● Requirements: In the text on deeds of trust below, copy the passage from "A deed of trust is a" to "and the trustee.", swapping "lender" for "bank".

● Provided text:

Depending on your lender and the state you live in, you may or may not need a deed of trust when financing a home purchase. Here’s what you should know about this contract and how it differs from a mortgage.
When you finance the purchase of a property, you will sign either a mortgage or deed of trust—but not both. You can take out a mortgage in all 50 U.S. states, while a deed of trust is only available in some states.
A deed of trust is a legal document that secures a real estate transaction. It works similarly to a mortgage, though it’s not quite the same thing. Essentially, it states that a designated third party holds legal title to your property until you’ve paid it off according to the terms of your loan. Deeds of trust are recorded in public records just like a mortgage.
A deed of trust exists so that the lender has some recourse if you don’t pay your loan as agreed. There are three parties involved in a deed of trust: the trustor, the beneficiary and the trustee.
The three parties involved in a deed of trust for a real estate transaction are a:
If you sell the property before it’s paid off, the trustee will use proceeds of the sale to pay the lender the remaining balance (you keep the profits). If you fail to meet your payment obligations and default on the mortgage, the property would go into foreclosure, and the trustee would be responsible for selling the property.

● Records provided:
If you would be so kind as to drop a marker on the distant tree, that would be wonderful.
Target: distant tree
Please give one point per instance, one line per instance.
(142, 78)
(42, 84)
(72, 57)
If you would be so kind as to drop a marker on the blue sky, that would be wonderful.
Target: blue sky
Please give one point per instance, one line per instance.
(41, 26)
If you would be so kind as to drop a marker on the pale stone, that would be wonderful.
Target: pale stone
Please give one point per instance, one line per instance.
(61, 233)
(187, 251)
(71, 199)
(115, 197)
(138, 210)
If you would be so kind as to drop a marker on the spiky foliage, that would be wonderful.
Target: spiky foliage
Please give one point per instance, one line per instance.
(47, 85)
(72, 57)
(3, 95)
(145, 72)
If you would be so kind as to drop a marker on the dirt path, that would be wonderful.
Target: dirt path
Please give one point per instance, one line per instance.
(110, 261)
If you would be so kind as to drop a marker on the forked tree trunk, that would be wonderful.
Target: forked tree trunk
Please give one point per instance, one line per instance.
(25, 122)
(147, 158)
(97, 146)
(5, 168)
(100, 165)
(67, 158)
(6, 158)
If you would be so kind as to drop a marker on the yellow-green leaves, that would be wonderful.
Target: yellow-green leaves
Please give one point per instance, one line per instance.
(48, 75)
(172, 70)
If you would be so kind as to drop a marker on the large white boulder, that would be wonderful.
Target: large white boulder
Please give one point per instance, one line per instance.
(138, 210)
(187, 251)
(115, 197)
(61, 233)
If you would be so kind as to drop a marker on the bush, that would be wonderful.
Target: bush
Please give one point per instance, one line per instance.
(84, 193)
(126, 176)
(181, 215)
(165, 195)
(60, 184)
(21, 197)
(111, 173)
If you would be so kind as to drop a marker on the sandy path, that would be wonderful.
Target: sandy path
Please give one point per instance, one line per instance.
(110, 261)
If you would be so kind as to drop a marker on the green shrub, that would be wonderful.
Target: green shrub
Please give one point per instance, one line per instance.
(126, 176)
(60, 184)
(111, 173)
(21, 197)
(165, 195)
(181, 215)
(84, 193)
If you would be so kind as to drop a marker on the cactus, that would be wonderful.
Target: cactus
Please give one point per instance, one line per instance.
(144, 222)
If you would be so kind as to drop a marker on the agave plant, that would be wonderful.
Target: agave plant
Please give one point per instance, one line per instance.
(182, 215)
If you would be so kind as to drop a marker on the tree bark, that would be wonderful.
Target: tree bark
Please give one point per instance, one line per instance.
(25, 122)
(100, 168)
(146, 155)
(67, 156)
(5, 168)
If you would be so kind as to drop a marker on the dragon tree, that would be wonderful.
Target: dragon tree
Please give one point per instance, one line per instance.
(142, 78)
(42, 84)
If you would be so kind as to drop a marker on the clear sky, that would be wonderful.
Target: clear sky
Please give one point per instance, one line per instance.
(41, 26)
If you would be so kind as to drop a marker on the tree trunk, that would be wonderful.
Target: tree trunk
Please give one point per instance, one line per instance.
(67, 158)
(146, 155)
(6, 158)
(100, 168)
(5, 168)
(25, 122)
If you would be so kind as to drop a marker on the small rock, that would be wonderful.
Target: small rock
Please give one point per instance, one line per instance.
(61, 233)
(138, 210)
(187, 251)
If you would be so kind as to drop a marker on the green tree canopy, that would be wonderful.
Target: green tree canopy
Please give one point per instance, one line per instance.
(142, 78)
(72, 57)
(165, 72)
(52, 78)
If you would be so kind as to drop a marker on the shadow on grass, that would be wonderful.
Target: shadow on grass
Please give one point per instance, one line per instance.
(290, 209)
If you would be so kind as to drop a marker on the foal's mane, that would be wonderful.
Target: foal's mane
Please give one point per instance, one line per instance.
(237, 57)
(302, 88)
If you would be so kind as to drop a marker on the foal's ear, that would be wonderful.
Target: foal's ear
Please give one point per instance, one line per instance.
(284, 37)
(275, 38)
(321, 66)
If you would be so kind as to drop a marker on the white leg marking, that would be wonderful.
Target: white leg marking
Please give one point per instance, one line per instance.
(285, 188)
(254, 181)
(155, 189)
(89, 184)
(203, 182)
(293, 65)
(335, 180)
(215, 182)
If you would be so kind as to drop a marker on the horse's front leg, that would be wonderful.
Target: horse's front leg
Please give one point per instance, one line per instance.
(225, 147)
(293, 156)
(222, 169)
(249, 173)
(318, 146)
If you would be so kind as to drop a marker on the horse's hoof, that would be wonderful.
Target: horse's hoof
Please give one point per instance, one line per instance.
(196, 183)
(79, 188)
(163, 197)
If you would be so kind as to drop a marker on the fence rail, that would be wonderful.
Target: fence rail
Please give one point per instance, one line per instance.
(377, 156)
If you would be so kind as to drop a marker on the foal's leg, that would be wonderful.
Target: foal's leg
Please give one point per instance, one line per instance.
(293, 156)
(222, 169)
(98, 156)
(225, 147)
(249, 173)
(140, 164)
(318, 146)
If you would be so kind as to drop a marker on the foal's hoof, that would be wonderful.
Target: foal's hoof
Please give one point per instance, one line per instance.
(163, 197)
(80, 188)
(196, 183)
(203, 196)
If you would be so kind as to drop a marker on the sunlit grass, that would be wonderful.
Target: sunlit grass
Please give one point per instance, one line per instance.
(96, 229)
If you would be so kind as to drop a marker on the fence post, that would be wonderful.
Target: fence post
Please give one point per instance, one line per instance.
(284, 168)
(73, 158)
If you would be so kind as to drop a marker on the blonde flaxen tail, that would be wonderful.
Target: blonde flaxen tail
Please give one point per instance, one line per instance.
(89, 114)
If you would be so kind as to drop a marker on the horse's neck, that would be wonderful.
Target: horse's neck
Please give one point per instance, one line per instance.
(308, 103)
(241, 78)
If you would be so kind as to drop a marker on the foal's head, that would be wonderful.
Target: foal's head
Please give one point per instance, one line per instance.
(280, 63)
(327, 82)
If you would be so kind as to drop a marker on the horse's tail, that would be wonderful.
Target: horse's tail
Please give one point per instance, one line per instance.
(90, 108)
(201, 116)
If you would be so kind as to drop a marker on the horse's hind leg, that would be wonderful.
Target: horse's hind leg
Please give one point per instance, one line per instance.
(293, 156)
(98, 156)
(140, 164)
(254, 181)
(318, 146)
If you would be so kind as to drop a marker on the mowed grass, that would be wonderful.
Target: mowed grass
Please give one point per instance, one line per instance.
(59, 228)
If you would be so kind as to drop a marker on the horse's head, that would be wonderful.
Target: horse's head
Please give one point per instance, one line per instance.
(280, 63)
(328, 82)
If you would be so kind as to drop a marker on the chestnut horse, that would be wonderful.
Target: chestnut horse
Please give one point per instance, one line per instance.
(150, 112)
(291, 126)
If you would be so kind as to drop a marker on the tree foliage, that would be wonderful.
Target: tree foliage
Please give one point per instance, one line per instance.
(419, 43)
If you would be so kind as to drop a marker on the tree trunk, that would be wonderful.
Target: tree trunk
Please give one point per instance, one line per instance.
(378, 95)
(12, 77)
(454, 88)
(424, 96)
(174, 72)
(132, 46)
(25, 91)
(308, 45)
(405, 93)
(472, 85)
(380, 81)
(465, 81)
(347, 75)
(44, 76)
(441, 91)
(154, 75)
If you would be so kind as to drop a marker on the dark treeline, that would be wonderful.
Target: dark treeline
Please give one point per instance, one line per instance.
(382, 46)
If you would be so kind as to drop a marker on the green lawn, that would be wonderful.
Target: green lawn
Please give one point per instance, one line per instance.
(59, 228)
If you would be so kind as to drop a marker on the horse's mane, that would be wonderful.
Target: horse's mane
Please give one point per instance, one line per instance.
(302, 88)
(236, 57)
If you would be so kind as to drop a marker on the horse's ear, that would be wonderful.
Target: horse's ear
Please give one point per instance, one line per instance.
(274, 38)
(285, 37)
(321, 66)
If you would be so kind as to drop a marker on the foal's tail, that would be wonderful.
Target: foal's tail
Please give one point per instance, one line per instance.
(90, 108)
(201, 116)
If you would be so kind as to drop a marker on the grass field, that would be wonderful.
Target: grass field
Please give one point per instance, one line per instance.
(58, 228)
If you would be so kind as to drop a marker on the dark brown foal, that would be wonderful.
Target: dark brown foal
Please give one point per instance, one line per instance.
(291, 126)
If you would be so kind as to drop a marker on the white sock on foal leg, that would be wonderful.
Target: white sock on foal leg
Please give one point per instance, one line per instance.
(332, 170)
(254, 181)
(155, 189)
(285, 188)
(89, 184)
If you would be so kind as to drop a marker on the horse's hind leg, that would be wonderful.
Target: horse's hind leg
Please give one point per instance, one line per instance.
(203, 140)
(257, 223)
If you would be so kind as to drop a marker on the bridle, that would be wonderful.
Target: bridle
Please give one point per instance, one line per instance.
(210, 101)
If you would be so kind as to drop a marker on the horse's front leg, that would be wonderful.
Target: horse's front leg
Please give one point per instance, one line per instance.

● Full answer:
A deed of trust is a legal document that secures a real estate transaction. It works similarly to a mortgage, though it’s not quite the same thing. Essentially, it states that a designated third party holds legal title to your property until you’ve paid it off according to the terms of your loan. Deeds of trust are recorded in public records just like a mortgage.
A deed of trust exists so that the bank has some recourse if you don’t pay your loan as agreed. There are three parties involved in a deed of trust: the trustor, the beneficiary and the trustee.